(Что нужно сделать):
Перенесите все записи в список JSON из строк, где каждой строке записей соответствует одна строка списка. Пустые строки в список не включайте.
**** Исходные данные ****
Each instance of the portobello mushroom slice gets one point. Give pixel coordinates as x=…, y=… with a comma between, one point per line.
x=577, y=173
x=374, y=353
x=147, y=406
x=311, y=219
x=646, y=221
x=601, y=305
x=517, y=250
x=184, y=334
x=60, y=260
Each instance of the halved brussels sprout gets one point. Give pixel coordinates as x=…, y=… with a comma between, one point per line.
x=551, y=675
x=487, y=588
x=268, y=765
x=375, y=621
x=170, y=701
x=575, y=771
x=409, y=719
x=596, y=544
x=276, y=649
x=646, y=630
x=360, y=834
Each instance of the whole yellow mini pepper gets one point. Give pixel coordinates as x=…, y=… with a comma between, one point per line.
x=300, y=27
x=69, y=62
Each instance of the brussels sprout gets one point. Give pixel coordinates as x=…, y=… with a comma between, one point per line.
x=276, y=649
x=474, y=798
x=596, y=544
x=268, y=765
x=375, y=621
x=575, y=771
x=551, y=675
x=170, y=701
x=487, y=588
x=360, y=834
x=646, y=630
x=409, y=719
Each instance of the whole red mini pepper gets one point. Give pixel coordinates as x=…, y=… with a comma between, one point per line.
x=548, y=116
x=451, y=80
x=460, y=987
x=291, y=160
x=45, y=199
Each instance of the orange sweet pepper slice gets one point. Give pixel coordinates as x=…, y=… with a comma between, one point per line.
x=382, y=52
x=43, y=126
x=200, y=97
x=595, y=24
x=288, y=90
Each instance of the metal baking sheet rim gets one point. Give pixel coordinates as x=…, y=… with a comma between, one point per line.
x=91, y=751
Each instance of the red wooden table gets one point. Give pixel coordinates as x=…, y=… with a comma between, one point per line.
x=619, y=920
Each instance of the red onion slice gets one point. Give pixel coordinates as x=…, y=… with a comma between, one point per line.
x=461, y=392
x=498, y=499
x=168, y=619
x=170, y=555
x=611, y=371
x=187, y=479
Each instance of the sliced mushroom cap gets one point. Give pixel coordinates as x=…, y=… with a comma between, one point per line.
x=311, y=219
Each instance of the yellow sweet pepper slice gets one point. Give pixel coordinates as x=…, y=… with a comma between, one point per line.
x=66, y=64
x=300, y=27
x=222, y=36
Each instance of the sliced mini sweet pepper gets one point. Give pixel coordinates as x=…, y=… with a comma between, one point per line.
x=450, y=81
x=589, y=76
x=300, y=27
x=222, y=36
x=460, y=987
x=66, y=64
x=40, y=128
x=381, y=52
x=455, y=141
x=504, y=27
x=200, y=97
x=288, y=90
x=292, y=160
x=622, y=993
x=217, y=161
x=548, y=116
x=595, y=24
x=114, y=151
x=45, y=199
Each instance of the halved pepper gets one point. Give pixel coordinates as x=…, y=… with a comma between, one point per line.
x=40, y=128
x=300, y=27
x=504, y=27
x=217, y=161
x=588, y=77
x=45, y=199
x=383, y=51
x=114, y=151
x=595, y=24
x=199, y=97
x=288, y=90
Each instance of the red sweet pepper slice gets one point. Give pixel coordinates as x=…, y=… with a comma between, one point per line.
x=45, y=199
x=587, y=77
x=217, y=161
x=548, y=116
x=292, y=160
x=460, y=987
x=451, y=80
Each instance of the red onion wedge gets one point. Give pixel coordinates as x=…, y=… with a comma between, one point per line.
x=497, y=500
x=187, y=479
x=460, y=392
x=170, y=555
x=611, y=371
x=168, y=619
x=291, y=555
****
(Ответ к упражнению):
[
  "Each instance of the portobello mushroom slice gets one point. Give pixel coordinates as x=…, y=… with a comma between, one point per line.",
  "x=577, y=173",
  "x=374, y=353",
  "x=147, y=406",
  "x=311, y=219",
  "x=646, y=221",
  "x=601, y=305",
  "x=517, y=250",
  "x=184, y=334",
  "x=60, y=260",
  "Each instance of the halved brussels sprout gets one point. Give pixel coordinates as x=…, y=… with a comma between, one point per line.",
  "x=551, y=675",
  "x=487, y=588",
  "x=268, y=765",
  "x=375, y=621",
  "x=170, y=701",
  "x=575, y=771",
  "x=409, y=719",
  "x=596, y=544",
  "x=276, y=649",
  "x=646, y=630",
  "x=360, y=834",
  "Each instance of the whole yellow mini pepper gets one point. Give pixel coordinates as x=…, y=… with a comma between, one point per line.",
  "x=300, y=27",
  "x=69, y=62",
  "Each instance of the brussels sprout gets one point. Give pixel coordinates as x=…, y=… with a comma between, one point per line.",
  "x=276, y=649",
  "x=474, y=798",
  "x=596, y=544",
  "x=268, y=765",
  "x=375, y=621",
  "x=575, y=771",
  "x=551, y=675",
  "x=170, y=701",
  "x=487, y=588",
  "x=360, y=834",
  "x=646, y=630",
  "x=409, y=719",
  "Each instance of the whole red mini pepper gets one point. Give pixel coordinates as x=…, y=… with a comma between, one point per line.",
  "x=548, y=116",
  "x=451, y=80",
  "x=460, y=987",
  "x=291, y=160",
  "x=45, y=199",
  "Each instance of the orange sweet pepper slice gets one point. Give pixel coordinates as x=…, y=… with a comma between, one point per line.",
  "x=382, y=52",
  "x=43, y=126",
  "x=200, y=97",
  "x=595, y=24",
  "x=288, y=90",
  "Each instance of the metal baking sheet rim gets one point. Give pixel coordinates as x=…, y=… with a comma between, one point per line.",
  "x=91, y=751",
  "Each instance of the red wooden table gets one point. Give pixel coordinates as x=…, y=… with a comma between, one point per line.",
  "x=619, y=920",
  "Each instance of the red onion slice gets one point. Give pixel coordinates as x=…, y=… with a comma between, one point per line.",
  "x=461, y=392",
  "x=498, y=499",
  "x=168, y=619",
  "x=170, y=555",
  "x=611, y=371",
  "x=187, y=479",
  "Each instance of the sliced mushroom cap gets one point. Give pixel coordinates as x=…, y=… with a comma between, one point per line.",
  "x=311, y=219",
  "Each instance of the yellow sweet pepper slice gets one point. Give pixel coordinates as x=…, y=… with a comma between, one point per line.",
  "x=66, y=64",
  "x=300, y=27",
  "x=222, y=36",
  "Each instance of the sliced mini sweet pepper gets one point. Give pixel coordinates as x=…, y=… with a comma between, one point per line.",
  "x=450, y=81",
  "x=589, y=76",
  "x=300, y=27",
  "x=222, y=36",
  "x=460, y=987",
  "x=66, y=64",
  "x=40, y=128",
  "x=381, y=52",
  "x=455, y=141",
  "x=504, y=27",
  "x=200, y=97",
  "x=288, y=90",
  "x=292, y=160",
  "x=622, y=993",
  "x=217, y=161",
  "x=548, y=116",
  "x=595, y=24",
  "x=114, y=151",
  "x=45, y=199",
  "Each instance of the halved pepper gets one point. Give pixel coordinates as x=…, y=… with a comma between, one point per line.",
  "x=40, y=128",
  "x=300, y=27",
  "x=504, y=27",
  "x=217, y=161",
  "x=588, y=77",
  "x=45, y=199",
  "x=383, y=51",
  "x=114, y=151",
  "x=595, y=24",
  "x=199, y=97",
  "x=288, y=90",
  "Each instance of the red sweet pepper slice gets one point. Give pixel coordinates as x=…, y=… with a comma between, one point per line.",
  "x=45, y=199",
  "x=587, y=77",
  "x=217, y=161",
  "x=548, y=116",
  "x=292, y=160",
  "x=460, y=987",
  "x=451, y=80",
  "Each instance of the red onion wedge gets one point. Give pixel coordinates as x=…, y=… with a comma between, one point per line.",
  "x=497, y=500",
  "x=187, y=479",
  "x=460, y=392",
  "x=170, y=555",
  "x=611, y=371",
  "x=168, y=619",
  "x=291, y=555"
]